— Start of Passage given —

Horace Heffner wrote:
On Jan 8, 2006, at 2:29 PM, Jones Beene wrote:
Horace
What happens to the angular momentum? This seems to deny
conservation of angular momentum.
No problem there. 1 - 1 = 0 All balances before and after pair
formation.
That doesn't look like a proper cross product, or else I don't
understand the full situation.
Conservation of angular momentum is conservation of the vector *sum* of
the constituants of a system.
You have studied this more than me, obviously, but I was under the
impression that as a psuedovector there would be no such additive
cancellation. However, being mildly dyslexic I often get these kinds
of spin things confused, so please correct this line of reasoning.
Angular momentum is a pseudovector. Often, the distinction between
vectors and pseudovectors is overlooked, but it only becomes
important in understanding the effect of symmetry on the solution to
physical system interactions.
A pseudovector can also be described as a vector in which the "head" and
"tail" have been chosen arbitrarily, because there isn't a natural
"frontwards" or "backwards" for it. Thus in certain coordinate
transformations it may misbehave.
HOWEVER, once you have (arbitrarily) chosen a "frontward" and "backward"

— End of Passage given —

Task requirements -
a) List every word that the thread on angular momentum places inside quotation marks.
b) Resume the thread on angular momentum from its final line.
The lines that come next have no connection to the thread on angular momentum.

— Start of Supplied data —

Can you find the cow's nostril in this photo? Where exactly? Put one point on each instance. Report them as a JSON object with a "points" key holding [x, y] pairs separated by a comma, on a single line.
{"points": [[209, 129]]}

— End of Supplied data —

Answers to the problems -
a) head, tail, frontwards, backwards, frontward, backward

b)
orientation, you can certainly find a second pseudovector whose value
will "cancel" the first. Two electrons with flipped spins certainly
have angular momenta which sum to zero, regardless of whether you've
chosen the "right-hand" or "left-hand" orientation on which to base your
angular momentum calculations.
Just about anything which is related to the coordinate system by a
"right hand rule" probably conceals a pseudo-vector; if 95% of the
population were left-handed instead of right-handed the rule would most
likely have been written the other way around. So, for instance, you
might well ask which way the magnetic field around a conducting wire
"points" -- clockwise or counter-clockwise? The choice is arbitrary,
and the magnetic field is also a pseudovector.
An "improper" rotation is one that mirrors one axis. After that, you're
working in a left-hand coordinate system, and that's when you notice
something's gone wrong with the right-hand-rule and all the
pseudovectors which were obtained using it.
Velocity has a "natural frontwards direction" to it, as does an electric
field (er, at least, it does once you've arbitrarily chosen whether to
designate a proton or an electron as "positive"). Neither of those is a
pseudovector.
Here's a thought. If we discover magnetic monopoles, will the magnetic
field still be a pseudovector? Uh........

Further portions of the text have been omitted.